INFORMATION PROVIDED:
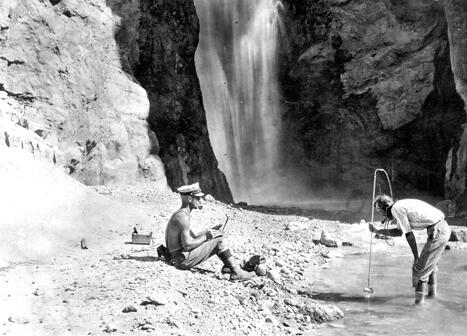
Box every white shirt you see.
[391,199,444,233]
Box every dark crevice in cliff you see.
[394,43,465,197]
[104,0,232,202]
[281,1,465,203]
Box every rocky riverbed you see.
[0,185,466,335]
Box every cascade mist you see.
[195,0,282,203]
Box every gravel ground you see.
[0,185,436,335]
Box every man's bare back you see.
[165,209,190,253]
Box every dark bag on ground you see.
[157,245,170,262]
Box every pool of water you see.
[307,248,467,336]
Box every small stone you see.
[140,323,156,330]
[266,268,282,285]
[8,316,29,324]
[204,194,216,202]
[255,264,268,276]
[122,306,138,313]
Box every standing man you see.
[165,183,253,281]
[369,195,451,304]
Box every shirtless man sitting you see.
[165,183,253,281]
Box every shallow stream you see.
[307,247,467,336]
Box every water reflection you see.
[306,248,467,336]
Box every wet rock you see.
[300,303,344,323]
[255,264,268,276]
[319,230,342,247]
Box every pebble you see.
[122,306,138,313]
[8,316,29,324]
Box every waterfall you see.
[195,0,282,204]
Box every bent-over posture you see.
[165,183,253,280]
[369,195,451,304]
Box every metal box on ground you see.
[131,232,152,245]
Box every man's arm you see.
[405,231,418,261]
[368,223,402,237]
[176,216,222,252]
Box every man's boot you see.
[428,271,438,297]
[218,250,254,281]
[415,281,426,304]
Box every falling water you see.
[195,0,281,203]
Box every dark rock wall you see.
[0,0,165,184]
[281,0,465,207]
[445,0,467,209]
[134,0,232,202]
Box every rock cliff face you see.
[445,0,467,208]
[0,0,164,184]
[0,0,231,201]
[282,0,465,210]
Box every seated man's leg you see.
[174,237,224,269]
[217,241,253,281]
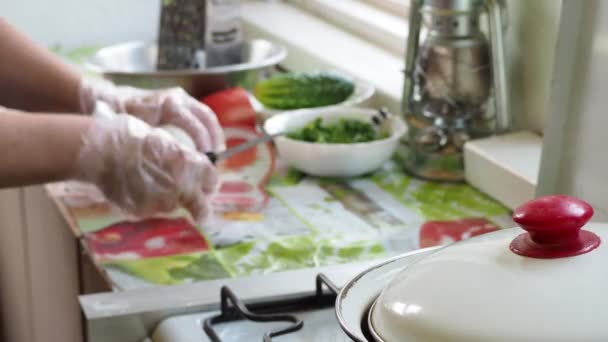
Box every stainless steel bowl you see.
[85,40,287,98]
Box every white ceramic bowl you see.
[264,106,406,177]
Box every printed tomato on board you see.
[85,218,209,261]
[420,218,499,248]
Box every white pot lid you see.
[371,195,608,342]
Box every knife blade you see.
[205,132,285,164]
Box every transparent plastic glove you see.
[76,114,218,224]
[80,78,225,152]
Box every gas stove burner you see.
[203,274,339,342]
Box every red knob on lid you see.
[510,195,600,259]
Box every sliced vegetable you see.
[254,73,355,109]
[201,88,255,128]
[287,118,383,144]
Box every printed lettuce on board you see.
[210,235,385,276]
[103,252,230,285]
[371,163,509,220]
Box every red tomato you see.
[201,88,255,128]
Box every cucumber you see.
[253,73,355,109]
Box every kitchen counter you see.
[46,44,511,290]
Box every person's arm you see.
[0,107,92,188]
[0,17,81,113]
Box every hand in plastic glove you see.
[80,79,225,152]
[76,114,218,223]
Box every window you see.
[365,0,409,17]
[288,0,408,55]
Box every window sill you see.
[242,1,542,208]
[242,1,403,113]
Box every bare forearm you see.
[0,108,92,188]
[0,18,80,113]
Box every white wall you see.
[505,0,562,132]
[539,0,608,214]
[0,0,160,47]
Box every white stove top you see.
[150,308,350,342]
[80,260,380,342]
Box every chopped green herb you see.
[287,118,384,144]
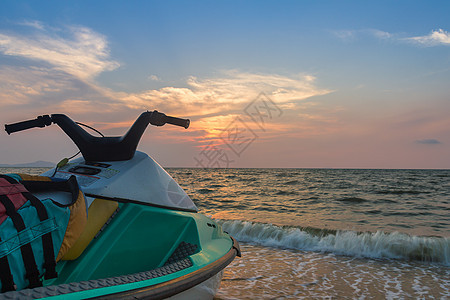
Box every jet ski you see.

==

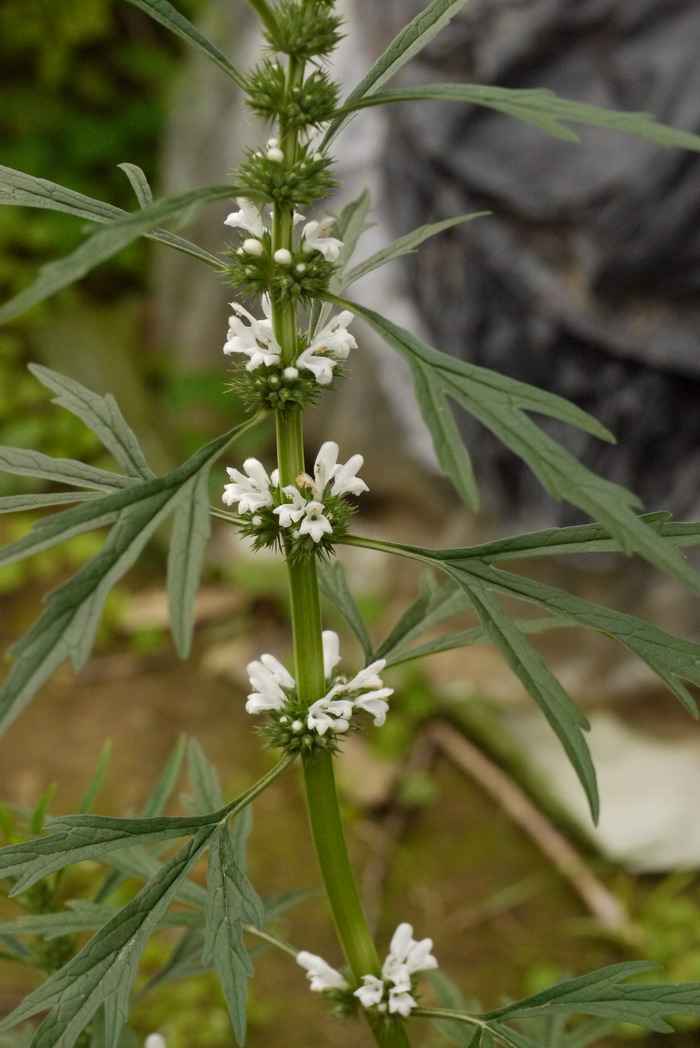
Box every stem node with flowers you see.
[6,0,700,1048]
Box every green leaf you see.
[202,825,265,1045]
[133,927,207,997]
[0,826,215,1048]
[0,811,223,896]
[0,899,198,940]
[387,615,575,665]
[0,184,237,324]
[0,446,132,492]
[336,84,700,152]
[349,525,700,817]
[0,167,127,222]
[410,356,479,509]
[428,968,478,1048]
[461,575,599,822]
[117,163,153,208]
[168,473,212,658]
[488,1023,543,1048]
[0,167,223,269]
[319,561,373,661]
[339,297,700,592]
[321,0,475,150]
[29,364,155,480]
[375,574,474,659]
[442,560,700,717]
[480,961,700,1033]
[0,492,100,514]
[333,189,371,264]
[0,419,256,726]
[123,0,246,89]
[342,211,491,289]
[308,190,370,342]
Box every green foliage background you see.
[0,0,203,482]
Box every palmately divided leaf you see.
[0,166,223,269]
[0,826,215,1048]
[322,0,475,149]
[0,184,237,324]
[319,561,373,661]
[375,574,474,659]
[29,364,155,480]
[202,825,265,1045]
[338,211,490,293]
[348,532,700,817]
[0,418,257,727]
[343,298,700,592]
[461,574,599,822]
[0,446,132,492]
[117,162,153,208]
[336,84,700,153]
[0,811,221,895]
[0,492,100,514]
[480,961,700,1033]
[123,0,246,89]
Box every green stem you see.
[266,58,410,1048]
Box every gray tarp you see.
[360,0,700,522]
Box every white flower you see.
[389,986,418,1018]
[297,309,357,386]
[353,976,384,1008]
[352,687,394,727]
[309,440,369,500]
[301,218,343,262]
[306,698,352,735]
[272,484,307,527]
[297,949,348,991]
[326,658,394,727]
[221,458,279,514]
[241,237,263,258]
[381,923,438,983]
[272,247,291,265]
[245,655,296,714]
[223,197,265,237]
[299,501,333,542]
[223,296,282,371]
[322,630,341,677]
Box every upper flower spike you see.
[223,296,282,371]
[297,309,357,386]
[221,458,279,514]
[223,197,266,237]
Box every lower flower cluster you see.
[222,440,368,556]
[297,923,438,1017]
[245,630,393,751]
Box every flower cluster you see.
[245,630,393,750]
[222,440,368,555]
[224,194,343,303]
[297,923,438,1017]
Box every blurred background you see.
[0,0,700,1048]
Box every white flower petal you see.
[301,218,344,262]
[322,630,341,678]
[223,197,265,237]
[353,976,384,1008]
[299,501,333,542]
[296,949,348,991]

PROBLEM REQUIREMENTS:
Rewrite the lines from the one with "Box every white shirt you see." to the one with "[195,0,282,203]", swapping "cascade mist" for "waterfall spray" and leaving everything else as it is.

FULL SOLUTION:
Box every white shirt you see.
[391,199,444,233]
Box every dark crevice in cliff you see.
[394,43,465,197]
[104,0,232,202]
[281,1,465,203]
Box every rocky riverbed you see.
[0,185,466,335]
Box every waterfall spray you see.
[195,0,282,203]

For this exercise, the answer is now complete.